= QUESTIONS TO ANSWER =
• 1. In the passage on Shields and human connection, what did Shields say is the only thing she believes in?
• 2. Continue the passage on Shields and human connection from the point where it stops.

= EXTRACTED TEXT =
▼
When asked whether she believed in God, Shields answered, “No. Human goodness is the only thing I believe in”; “this sense of goodness is part of our human conversation — the biggest part of it” (Johnston 51). The “divisiveness of human society” stressed by “the realistic tradition” has, according to Shields, “shrugged at that rich, potent, endlessly replenished cement that binds us together” (“Narrative” 34). Such divisiveness has also fed on argument rather than conversation. In “Narrative Hunger and the Overflowing Cupboard,” Shields muses about connection:

The notion of conflict in fictional narrative may also need reassessment. We may find that conflict is centred not in the fibre of human arrangements but in the interstices of human thought. How well or how poorly can we connect with another human consciousness? “Only connect,” E.M. Forster said, but did he mean in life or in literature? It might be a project for the narratives of the next millennium, asking why the rub of disunity strikes larger sparks than the reward of accommodation, and how we’ve come to record what separates us rather than what brings us together. (33)
▲
= MATERIAL PROVIDED =
▼
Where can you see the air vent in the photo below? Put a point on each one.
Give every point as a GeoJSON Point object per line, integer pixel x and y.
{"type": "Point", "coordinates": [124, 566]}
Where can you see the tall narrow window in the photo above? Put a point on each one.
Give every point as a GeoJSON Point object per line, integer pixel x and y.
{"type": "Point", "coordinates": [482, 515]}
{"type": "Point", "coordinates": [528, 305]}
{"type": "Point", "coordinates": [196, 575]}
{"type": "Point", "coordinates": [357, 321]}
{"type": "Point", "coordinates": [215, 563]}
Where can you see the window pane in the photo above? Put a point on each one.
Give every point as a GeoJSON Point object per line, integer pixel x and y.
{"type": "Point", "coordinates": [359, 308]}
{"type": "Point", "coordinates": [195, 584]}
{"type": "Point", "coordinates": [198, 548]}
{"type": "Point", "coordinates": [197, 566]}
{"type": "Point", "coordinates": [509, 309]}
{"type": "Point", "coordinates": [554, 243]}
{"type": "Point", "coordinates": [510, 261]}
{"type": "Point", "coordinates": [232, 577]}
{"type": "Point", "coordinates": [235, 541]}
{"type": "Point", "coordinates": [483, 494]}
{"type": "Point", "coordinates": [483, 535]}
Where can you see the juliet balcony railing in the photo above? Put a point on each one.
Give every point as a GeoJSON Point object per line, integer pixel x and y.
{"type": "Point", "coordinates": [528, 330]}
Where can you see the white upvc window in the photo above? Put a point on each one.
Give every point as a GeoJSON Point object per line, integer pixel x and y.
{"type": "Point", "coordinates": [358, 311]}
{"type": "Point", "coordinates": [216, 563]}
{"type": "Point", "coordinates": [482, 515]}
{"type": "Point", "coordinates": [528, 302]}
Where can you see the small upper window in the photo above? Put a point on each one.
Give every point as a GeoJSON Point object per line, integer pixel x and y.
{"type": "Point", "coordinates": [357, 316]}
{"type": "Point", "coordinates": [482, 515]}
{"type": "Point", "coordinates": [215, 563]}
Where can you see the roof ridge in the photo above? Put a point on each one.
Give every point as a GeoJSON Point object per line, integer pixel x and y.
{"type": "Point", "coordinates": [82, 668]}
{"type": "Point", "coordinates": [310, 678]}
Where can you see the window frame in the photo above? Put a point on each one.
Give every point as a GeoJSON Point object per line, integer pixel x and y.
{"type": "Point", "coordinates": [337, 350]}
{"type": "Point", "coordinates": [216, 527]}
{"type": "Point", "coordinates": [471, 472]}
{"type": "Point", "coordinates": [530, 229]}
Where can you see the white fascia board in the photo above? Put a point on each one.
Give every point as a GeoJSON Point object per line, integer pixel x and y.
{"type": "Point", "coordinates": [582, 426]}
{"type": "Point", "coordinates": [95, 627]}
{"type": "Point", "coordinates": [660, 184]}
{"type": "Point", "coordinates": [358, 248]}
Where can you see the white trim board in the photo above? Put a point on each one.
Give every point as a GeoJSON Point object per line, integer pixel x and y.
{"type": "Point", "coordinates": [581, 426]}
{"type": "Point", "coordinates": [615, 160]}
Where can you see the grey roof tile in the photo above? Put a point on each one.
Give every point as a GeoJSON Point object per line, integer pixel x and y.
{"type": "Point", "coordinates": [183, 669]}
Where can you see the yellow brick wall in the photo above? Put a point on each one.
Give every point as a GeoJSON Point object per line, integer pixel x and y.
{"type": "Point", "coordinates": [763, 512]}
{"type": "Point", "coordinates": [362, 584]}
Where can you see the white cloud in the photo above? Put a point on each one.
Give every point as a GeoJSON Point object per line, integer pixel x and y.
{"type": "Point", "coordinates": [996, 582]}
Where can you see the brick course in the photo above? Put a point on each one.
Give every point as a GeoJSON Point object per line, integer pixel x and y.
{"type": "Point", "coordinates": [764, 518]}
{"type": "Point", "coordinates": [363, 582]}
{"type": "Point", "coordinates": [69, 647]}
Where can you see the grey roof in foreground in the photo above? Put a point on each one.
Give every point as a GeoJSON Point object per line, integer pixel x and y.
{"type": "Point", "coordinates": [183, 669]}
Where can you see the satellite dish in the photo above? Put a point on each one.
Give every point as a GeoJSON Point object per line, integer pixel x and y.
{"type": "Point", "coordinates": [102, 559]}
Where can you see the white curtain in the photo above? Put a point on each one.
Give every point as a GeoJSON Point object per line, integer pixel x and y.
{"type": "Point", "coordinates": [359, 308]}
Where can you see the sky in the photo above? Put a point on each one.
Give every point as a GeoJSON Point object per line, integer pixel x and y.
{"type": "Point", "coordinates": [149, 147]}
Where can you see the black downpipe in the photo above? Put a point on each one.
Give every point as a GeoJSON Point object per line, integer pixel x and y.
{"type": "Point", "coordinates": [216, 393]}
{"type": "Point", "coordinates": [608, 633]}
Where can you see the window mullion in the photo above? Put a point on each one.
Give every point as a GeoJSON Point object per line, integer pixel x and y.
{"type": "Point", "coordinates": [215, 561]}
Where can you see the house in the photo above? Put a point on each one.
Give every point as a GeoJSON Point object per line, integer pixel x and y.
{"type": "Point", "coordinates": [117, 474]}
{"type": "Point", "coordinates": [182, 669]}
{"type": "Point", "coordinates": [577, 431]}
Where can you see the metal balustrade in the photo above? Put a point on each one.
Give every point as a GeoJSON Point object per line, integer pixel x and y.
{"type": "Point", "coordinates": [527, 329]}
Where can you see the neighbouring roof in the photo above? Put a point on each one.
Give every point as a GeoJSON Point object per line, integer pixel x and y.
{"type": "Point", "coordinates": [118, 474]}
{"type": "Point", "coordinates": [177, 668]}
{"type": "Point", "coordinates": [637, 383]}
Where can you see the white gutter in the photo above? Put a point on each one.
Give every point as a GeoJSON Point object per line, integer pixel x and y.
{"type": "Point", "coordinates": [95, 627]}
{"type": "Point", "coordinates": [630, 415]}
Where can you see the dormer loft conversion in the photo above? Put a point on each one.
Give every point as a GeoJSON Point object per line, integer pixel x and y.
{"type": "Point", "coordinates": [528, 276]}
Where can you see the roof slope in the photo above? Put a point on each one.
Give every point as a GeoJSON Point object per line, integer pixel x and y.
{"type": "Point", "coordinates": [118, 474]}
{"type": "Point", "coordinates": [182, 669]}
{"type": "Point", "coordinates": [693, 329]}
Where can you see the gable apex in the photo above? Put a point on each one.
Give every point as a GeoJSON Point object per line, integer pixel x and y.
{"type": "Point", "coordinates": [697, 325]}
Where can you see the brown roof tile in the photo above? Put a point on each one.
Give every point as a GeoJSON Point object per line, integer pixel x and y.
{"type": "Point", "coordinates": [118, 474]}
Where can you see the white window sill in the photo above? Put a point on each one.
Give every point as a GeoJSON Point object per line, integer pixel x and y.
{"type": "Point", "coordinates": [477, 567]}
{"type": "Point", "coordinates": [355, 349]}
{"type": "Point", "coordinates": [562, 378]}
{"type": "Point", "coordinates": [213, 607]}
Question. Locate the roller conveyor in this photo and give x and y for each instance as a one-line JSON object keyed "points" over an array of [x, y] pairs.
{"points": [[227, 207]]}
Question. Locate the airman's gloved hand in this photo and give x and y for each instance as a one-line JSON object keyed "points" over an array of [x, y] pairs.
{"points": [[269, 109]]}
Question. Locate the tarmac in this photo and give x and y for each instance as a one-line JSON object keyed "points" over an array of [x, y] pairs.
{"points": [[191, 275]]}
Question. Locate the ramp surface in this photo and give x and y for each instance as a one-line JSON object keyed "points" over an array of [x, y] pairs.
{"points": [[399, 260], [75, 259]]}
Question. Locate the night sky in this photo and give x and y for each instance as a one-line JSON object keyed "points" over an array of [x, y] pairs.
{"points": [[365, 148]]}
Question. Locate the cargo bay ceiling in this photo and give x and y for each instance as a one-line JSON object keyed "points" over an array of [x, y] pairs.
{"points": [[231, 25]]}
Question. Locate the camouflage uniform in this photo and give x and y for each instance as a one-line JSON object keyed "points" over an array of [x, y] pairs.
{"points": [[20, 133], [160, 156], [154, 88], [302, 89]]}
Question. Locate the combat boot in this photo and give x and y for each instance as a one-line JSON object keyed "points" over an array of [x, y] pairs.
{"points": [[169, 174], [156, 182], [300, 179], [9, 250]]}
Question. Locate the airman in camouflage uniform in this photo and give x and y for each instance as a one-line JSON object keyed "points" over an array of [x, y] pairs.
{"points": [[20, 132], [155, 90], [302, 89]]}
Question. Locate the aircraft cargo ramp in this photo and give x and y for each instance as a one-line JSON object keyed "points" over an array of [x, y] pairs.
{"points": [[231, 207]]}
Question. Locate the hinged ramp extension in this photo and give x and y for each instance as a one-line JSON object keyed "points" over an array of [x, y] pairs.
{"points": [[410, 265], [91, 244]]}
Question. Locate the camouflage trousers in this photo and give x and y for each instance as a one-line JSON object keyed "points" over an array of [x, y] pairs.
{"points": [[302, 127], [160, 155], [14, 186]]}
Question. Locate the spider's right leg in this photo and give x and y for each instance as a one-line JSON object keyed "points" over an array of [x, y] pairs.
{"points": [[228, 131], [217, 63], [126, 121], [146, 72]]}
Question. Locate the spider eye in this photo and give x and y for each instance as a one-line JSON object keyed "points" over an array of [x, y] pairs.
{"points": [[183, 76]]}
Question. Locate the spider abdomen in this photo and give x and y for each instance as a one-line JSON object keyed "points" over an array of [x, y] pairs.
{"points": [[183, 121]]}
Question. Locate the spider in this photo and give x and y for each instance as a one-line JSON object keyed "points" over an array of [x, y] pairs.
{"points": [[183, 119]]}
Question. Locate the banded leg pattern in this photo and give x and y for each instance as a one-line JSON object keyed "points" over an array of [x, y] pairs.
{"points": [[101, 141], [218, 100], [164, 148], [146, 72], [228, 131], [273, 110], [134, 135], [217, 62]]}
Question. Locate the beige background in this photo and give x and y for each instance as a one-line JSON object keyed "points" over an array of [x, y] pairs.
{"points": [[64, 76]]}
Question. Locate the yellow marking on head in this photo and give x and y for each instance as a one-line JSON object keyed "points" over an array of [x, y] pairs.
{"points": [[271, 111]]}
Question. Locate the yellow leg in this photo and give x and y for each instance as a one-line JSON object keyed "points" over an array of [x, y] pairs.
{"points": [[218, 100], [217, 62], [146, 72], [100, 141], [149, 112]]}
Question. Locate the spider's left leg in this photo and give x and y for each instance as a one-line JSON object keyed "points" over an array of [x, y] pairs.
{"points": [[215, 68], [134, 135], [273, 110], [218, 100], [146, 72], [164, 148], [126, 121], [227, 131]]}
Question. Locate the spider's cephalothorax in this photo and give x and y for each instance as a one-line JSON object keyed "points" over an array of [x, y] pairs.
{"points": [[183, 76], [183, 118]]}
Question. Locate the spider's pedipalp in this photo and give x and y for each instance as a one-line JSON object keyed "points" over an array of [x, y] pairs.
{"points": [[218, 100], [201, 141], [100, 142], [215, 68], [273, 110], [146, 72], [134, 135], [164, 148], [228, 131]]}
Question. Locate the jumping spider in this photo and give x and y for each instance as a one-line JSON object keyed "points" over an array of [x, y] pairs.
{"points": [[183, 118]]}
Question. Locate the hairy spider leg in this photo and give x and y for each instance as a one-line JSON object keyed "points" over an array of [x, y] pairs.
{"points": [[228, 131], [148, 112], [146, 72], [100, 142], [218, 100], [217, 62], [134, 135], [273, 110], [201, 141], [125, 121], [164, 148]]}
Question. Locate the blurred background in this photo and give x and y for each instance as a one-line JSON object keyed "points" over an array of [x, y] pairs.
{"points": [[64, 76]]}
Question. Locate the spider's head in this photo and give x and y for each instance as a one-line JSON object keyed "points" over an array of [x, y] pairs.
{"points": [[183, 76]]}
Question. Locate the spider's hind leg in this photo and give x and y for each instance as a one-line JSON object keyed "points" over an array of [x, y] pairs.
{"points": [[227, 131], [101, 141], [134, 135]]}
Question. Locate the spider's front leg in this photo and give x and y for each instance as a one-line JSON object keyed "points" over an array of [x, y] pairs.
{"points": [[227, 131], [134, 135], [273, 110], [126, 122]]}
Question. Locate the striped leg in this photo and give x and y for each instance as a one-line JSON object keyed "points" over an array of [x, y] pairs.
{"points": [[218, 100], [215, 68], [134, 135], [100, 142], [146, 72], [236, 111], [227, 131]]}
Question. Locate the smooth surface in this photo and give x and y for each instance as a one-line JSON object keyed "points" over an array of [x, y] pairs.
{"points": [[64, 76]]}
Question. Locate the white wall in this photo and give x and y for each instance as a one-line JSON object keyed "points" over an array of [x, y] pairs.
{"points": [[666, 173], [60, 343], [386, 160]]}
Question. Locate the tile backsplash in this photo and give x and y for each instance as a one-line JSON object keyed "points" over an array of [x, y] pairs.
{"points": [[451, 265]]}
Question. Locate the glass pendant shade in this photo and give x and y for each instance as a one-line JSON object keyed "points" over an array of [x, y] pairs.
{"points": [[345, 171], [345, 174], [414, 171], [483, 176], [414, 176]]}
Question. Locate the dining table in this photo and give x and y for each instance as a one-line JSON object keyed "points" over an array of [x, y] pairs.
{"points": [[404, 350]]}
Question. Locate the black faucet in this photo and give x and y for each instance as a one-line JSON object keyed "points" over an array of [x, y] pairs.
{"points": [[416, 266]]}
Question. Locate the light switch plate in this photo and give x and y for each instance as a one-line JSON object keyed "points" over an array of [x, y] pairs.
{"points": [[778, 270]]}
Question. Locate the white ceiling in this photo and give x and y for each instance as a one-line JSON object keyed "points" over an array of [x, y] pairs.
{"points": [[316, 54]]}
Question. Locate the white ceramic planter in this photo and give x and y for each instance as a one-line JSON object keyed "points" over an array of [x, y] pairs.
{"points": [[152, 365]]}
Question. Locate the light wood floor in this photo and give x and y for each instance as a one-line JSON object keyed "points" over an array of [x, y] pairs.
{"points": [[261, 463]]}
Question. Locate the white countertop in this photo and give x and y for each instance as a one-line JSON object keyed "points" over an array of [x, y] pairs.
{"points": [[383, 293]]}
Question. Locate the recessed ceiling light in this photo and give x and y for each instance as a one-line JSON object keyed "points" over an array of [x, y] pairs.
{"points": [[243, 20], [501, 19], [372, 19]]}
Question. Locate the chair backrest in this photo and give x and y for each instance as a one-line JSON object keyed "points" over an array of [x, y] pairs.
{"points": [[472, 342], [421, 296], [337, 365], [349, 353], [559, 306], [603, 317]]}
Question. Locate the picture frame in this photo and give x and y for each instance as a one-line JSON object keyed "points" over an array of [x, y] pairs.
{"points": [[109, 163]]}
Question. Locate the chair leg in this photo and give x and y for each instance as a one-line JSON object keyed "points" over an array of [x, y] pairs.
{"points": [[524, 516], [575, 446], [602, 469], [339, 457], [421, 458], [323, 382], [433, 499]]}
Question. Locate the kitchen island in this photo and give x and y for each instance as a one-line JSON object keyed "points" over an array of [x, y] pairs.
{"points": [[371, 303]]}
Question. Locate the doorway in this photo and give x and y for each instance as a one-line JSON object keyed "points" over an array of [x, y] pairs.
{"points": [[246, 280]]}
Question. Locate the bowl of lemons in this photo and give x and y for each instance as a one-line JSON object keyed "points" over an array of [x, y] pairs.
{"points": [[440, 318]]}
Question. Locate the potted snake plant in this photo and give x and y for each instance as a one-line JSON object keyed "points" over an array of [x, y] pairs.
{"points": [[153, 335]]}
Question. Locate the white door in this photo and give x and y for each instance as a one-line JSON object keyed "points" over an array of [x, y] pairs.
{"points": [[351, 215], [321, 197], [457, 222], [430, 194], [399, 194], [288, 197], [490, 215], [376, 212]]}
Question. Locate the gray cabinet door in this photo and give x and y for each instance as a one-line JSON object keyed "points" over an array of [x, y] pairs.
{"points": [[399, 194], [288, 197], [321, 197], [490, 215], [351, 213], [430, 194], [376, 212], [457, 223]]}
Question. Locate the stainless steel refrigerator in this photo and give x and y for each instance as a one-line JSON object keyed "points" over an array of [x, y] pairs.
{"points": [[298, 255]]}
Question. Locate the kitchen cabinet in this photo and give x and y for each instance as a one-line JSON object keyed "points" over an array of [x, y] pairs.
▲
= EXPECTED OUTPUTS =
• 1. Human goodness.

• 2.
In Unless, Shields uses Norah’s acts to draw attention to “that rich, potent, endlessly replenished cement that binds us together” (“Narrative” 34). Christopher Lehmann-Haupt of the New York Times misquotes Carol Shields when he refers to her comments about goodness. He writes that Shields said that “goodness is part of our human condition — the biggest part of it” (C11), but of course Shields said that it was part of our human conversation not condition (Johnston 51). It is the back and forth, the give and take of the all-important conversation that is central to Shields’s view of the world. Shields said that having “lots of conversations with lots of people” was “very important — connecting and having conversations, that’s a huge part of my life” (Wachtel 179). A good way to remember Carol Shields is by concentrating on fluid conversations rather than static conditions. When the reader converses with the fragmented Norah and fragments of the “other” woman, there is a fluidity that expands beyond the limited views of the characters and the feminist stance insisted on by Reta. Shields is fervently interested in inequalities between men and women, but the silences and gaps in Unless, although grounded in women’s lives, resonate beyond specifically feminist concerns as they engage in conversation with the generosity and goodness of the human spirit.